Obviously it’s not feasible at this point to switch our number system, as a
social/political question. It would cost trillions of dollars and require
redoing our whole measurement system, rewriting all our technical books,
changing all of our manufacturing standards, [edit: and retraining the whole
society]. But our current systems are by no means perfect.

Within the metric system, there are inconsistencies all over the place,
especially where we still accommodate important prior systems, like the
calendar and time measures. Day -> Hour -> Minute -> Second and especially Day
-> Week -> Month -> Year are quite annoying systems to interact with in an
otherwise base 10 world.

Angle measures in terms of either 2pi or 360° -> arcminutes/arcseconds are
also pretty bad, bearing little relation to the metric system.

#### Written exercise 1:
Print the passage on measurement systems between "Within the metric" and "the metric system.", inclusive.
#### Written exercise 2:
Rewrite every one of the rows, changing "animal-count log" to "wildlife survey log" and leaving everything else unchanged.
The passage on measurement systems and the rows are unrelated to each other.

#### Material provided:
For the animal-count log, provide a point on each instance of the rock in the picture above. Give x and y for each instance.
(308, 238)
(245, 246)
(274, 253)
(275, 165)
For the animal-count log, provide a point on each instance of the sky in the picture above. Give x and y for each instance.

#### Worked answer 1:
Within the metric system, there are inconsistencies all over the place,
especially where we still accommodate important prior systems, like the
calendar and time measures. Day -> Hour -> Minute -> Second and especially Day
-> Week -> Month -> Year are quite annoying systems to interact with in an
otherwise base 10 world.

Angle measures in terms of either 2pi or 360° -> arcminutes/arcseconds are
also pretty bad, bearing little relation to the metric system.

#### Worked answer 2:
For the wildlife survey log, provide a point on each instance of the rock in the picture above. Give x and y for each instance.
(308, 238)
(245, 246)
(274, 253)
(275, 165)
For the wildlife survey log, provide a point on each instance of the sky in the picture above. Give x and y for each instance.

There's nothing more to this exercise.